**Records for the exercise**
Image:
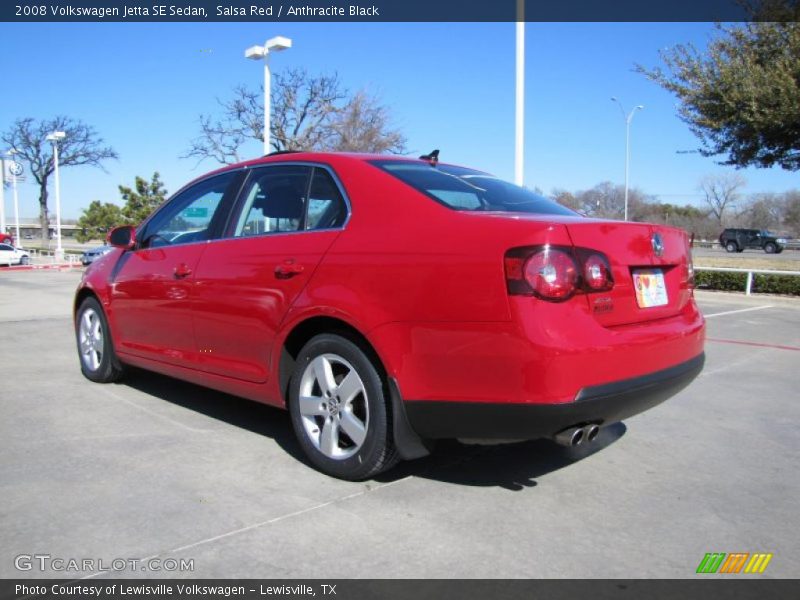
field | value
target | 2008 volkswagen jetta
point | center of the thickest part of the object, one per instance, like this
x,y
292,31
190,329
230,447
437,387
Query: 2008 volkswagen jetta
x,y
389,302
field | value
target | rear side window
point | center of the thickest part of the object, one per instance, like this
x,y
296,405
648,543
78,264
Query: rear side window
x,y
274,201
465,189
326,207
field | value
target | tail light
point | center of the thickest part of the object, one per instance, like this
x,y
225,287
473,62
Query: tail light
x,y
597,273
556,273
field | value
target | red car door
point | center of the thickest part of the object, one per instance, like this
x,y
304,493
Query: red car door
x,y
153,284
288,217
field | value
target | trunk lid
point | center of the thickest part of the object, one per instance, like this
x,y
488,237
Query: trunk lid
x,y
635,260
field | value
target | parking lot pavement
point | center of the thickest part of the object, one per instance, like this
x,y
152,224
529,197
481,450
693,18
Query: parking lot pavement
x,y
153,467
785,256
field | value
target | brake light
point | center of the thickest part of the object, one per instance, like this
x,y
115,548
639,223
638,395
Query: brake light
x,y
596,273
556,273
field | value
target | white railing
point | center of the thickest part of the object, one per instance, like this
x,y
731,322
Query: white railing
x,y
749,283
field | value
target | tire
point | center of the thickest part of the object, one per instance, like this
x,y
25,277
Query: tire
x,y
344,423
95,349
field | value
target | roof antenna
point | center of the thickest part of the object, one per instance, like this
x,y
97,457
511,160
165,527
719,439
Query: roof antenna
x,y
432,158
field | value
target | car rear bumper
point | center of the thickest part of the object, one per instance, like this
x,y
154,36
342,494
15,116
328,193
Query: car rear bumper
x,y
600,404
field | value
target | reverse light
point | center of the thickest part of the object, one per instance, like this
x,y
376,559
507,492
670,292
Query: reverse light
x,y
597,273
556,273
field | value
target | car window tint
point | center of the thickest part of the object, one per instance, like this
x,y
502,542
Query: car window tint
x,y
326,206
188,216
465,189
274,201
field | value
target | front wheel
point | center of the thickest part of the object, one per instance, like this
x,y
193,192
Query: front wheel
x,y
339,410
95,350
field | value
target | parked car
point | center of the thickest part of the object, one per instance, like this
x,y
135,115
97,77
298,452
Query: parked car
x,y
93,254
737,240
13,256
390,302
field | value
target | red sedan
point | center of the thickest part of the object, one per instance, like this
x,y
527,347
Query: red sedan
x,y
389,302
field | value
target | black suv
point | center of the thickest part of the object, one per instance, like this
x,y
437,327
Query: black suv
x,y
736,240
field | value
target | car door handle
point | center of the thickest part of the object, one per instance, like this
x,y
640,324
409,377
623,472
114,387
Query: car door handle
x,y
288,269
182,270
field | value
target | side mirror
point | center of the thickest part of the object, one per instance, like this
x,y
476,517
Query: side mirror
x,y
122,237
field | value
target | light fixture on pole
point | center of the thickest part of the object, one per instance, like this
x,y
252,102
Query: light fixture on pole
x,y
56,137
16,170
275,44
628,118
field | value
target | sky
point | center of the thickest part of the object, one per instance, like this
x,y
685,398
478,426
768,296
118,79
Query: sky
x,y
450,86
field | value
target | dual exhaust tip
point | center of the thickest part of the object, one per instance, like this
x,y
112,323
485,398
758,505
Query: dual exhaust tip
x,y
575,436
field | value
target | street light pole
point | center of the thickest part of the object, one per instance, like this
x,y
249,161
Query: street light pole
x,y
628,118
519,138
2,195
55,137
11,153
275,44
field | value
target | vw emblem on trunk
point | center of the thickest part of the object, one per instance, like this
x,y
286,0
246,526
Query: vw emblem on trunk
...
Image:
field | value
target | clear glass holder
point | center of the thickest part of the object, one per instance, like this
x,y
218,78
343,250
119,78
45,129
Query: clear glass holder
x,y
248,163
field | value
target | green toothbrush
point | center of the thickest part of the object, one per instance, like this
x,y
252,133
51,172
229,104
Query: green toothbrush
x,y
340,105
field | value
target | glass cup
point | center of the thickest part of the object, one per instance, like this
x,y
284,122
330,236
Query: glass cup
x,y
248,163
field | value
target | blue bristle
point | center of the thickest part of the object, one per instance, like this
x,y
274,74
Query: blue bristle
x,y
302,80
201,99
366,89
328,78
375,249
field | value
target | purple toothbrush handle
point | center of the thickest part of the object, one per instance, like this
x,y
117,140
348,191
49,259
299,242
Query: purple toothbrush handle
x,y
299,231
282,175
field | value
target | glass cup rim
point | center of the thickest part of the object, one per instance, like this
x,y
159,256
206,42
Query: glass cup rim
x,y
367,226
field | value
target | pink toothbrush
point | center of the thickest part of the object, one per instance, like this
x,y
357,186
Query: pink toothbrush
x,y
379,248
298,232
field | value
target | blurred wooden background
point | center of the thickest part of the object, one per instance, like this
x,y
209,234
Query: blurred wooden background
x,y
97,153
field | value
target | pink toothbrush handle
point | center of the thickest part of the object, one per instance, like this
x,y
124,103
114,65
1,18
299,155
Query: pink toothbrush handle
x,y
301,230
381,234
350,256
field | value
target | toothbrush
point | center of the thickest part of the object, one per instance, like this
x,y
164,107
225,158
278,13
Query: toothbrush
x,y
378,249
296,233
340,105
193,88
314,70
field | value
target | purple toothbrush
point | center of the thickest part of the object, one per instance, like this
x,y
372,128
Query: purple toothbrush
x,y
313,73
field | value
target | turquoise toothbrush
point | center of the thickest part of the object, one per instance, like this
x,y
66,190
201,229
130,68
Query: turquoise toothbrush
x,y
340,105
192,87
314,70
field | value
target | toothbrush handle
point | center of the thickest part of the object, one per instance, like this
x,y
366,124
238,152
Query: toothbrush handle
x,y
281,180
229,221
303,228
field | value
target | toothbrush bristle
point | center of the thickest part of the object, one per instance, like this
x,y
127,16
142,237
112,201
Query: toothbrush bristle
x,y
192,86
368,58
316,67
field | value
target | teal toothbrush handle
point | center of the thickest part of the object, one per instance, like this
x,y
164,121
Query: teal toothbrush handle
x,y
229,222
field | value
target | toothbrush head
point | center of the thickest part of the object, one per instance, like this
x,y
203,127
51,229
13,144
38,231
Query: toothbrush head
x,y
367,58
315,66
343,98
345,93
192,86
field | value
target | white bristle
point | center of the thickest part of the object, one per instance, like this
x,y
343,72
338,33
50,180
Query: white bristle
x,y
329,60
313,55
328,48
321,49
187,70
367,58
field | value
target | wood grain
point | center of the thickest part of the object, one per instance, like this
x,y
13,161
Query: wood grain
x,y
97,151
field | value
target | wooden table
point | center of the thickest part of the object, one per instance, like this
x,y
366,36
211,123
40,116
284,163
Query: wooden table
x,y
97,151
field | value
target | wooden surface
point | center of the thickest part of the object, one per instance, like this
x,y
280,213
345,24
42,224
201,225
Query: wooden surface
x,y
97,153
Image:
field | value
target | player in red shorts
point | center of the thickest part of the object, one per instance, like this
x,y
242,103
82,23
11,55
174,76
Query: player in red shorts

**Given instruction**
Collect every line of the data above that contains the word "railing", and copy each of those lines in full.

**Response to this exercise**
target | white railing
Query: white railing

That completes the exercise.